[Start of section]
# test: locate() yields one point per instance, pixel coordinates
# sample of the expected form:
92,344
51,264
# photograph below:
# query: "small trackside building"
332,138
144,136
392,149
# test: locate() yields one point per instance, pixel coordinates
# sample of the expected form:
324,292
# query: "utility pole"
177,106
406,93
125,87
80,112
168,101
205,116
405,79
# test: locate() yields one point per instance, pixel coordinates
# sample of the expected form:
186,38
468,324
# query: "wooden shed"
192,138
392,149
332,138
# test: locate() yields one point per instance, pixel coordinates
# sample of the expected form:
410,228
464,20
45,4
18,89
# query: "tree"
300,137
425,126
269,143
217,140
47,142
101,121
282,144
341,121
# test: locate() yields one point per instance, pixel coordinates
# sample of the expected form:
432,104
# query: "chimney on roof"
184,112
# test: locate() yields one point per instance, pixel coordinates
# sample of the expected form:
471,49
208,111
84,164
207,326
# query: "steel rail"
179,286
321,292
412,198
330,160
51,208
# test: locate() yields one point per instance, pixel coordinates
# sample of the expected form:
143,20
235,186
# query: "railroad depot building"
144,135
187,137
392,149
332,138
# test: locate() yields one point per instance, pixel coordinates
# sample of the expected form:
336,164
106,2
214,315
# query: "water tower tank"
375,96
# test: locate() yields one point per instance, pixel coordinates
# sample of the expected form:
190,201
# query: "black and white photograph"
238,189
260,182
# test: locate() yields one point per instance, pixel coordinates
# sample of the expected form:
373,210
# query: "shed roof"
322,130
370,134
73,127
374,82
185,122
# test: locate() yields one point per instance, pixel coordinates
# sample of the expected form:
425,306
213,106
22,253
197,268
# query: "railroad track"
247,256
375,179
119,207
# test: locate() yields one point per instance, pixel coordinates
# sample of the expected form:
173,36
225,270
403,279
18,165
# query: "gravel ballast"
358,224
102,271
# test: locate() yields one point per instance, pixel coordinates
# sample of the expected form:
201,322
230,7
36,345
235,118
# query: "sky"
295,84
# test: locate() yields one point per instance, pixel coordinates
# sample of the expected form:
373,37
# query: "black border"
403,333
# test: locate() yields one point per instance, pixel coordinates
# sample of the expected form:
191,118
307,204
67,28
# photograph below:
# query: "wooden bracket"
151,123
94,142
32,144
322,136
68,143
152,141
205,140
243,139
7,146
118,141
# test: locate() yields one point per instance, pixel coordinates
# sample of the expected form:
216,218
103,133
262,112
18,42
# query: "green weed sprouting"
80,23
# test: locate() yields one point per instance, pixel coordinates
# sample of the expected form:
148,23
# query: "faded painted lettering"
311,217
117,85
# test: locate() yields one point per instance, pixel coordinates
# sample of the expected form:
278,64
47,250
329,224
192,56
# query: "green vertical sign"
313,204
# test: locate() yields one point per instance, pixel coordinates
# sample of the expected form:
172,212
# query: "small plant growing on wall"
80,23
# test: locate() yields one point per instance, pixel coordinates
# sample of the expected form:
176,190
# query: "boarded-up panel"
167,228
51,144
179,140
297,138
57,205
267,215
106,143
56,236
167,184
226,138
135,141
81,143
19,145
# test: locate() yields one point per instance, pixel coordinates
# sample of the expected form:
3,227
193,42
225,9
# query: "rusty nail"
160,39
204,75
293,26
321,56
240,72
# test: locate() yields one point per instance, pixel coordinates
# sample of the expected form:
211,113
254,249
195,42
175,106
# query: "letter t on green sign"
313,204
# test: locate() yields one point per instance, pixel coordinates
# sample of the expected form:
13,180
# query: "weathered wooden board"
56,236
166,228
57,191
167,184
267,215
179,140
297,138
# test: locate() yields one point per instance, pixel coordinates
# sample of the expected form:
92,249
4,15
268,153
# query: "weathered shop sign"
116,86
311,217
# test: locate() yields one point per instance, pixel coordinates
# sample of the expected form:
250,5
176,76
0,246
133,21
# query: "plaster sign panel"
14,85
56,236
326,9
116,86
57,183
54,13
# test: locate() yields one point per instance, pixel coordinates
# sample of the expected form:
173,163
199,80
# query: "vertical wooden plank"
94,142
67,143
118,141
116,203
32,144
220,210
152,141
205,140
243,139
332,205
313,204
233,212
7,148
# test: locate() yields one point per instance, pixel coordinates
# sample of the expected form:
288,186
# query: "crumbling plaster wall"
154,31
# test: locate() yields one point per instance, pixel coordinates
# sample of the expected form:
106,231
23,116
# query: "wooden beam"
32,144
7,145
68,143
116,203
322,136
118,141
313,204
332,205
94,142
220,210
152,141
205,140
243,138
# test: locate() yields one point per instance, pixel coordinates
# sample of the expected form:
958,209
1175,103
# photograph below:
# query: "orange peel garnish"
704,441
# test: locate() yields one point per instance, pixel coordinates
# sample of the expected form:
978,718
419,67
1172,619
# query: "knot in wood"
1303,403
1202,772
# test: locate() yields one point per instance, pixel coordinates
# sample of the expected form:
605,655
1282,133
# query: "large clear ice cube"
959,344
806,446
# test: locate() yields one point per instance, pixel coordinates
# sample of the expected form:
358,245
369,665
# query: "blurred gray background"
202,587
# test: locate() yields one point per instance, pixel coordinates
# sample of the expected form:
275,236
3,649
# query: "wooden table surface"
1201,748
[End of section]
WHAT YOU SHOULD DO: Would you copy the data exactly as shown above?

RESPONSE BELOW:
# test: locate() yields one point per instance, pixel coordinates
# sample of the expected form:
92,344
51,264
# photograph below:
# query: "small trackside building"
332,138
144,136
392,149
# test: locate() yields one point per instance, pixel coordinates
# sample of the expected form:
324,292
# query: "utility pole"
177,106
406,93
125,87
80,112
168,101
205,116
405,79
# test: locate() yields one point per instance, pixel coordinates
# sample of the expected form:
186,38
468,324
# query: "wooden shed"
192,138
392,149
332,138
# test: locate() yields one point per instance, pixel coordinates
# sample of the expected form:
410,228
464,20
45,4
18,89
# query: "tree"
300,137
425,126
269,143
217,140
47,142
101,121
282,144
341,121
# test: locate() yields one point per instance, pixel coordinates
# sample of the expected form:
432,104
# query: "chimney on roof"
184,112
# test: locate() yields one point per instance, pixel coordinates
# sample of the expected form:
471,49
208,111
84,164
207,326
# query: "steel rail"
179,286
321,292
412,198
330,160
51,208
# test: locate() yields one point per instance, pixel coordinates
# sample of the expected form:
143,20
235,186
# query: "railroad depot building"
144,135
187,137
392,149
332,138
# test: locate() yields one point per instance, pixel coordinates
# sample of the expected form:
336,164
106,2
214,315
# query: "water tower tank"
375,96
# test: locate() yields one point per instance, pixel coordinates
# sample of the expected form:
190,201
# query: "black and white photograph"
238,189
260,182
# test: locate() yields one point per instance, pixel coordinates
# sample of the expected form:
373,210
# query: "shed roof"
322,130
370,134
73,127
374,82
185,122
# test: locate() yields one point per instance, pixel coordinates
# sample of the expected form:
425,306
213,106
22,253
197,268
# query: "railroad track"
247,256
375,179
119,207
# test: locate() yields one point per instance, pixel coordinates
# sample of the expected form:
173,36
225,270
403,279
18,165
# query: "gravel ballast"
358,224
102,271
# test: locate() yields one point per instance, pixel coordinates
# sample of the expected form:
201,322
230,7
36,345
235,118
# query: "sky"
295,84
# test: locate() yields one point per instance, pixel coordinates
# sample of the expected form:
373,37
# query: "black border"
403,333
# test: locate() yields one point per instance, pixel coordinates
# sample of the expected form:
191,118
307,204
67,28
# photograph below:
# query: "wooden bracket"
151,123
94,142
32,144
322,136
68,143
152,141
205,140
243,139
7,146
118,141
# test: locate() yields one point per instance, pixel coordinates
# sample of the expected form:
216,218
103,133
262,112
18,42
# query: "green weed sprouting"
80,23
# test: locate() yields one point per instance, pixel coordinates
# sample of the expected form:
148,23
# query: "faded painted lettering"
311,217
117,85
# test: locate() yields one point per instance, pixel coordinates
# sample of the expected form:
278,64
47,250
329,224
192,56
# query: "green vertical sign"
313,204
# test: locate() yields one point per instance, pixel coordinates
# sample of the expected form:
172,212
# query: "small plant growing on wall"
80,23
# test: locate() yields one point per instance, pixel coordinates
# sample of the expected form:
176,190
# query: "boarded-up panel"
167,228
51,144
179,140
297,138
57,205
267,215
106,143
56,236
167,184
226,138
135,141
81,143
19,145
# test: locate() yields one point per instance, pixel coordinates
# sample of the expected form:
3,227
193,42
225,9
# query: "rusty nail"
160,39
204,75
293,26
321,56
240,72
# test: locate() yields one point per instance, pixel coordinates
# sample of the expected form:
211,113
254,249
195,42
175,106
# query: "letter t on green sign"
313,204
# test: locate() yields one point per instance, pixel coordinates
# sample of the expected form:
13,180
# query: "weathered wooden board"
56,236
166,228
57,191
167,184
267,215
179,140
297,138
# test: locate() yields one point per instance, pixel coordinates
# sample of the expected form:
92,249
4,15
268,153
# query: "weathered shop sign"
116,86
311,217
# test: locate() yields one point per instance, pixel coordinates
# sample of the expected form:
250,5
176,76
0,246
133,21
# query: "plaster sign panel"
14,85
56,236
326,9
116,86
57,183
54,13
# test: locate() yields one point per instance, pixel coordinates
# sample of the expected form:
173,163
199,80
# query: "vertical wooden plank"
94,142
67,143
118,141
116,203
32,144
220,210
152,141
205,140
243,139
332,205
313,204
233,212
7,148
# test: locate() yields one point per instance, pixel coordinates
# sample of the expected form:
288,186
# query: "crumbling plaster wall"
154,31
# test: locate() yields one point per instance, pixel coordinates
# sample of the expected form:
106,231
23,116
# query: "wooden beam"
32,144
7,145
68,143
116,203
322,136
118,141
313,204
332,205
94,142
220,210
152,141
205,140
243,138
# test: locate() yields one point per instance, pixel coordinates
# sample of the expected form:
958,209
1175,103
# photograph below:
# query: "orange peel garnish"
704,441
# test: locate() yields one point per instance, pixel coordinates
# sample of the expected form:
978,718
419,67
1172,619
# query: "knot in wood"
1303,403
1202,772
# test: locate() yields one point per instance, pixel coordinates
# sample of the expected form:
605,655
1282,133
# query: "large clear ice cube"
959,344
806,446
# test: locate() yields one point per instance, pixel coordinates
# sample of the expected form:
358,245
369,665
# query: "blurred gray background"
202,587
# test: locate() yields one point per instance, pixel coordinates
# sample of the expected form:
275,236
3,649
# query: "wooden table surface"
1201,748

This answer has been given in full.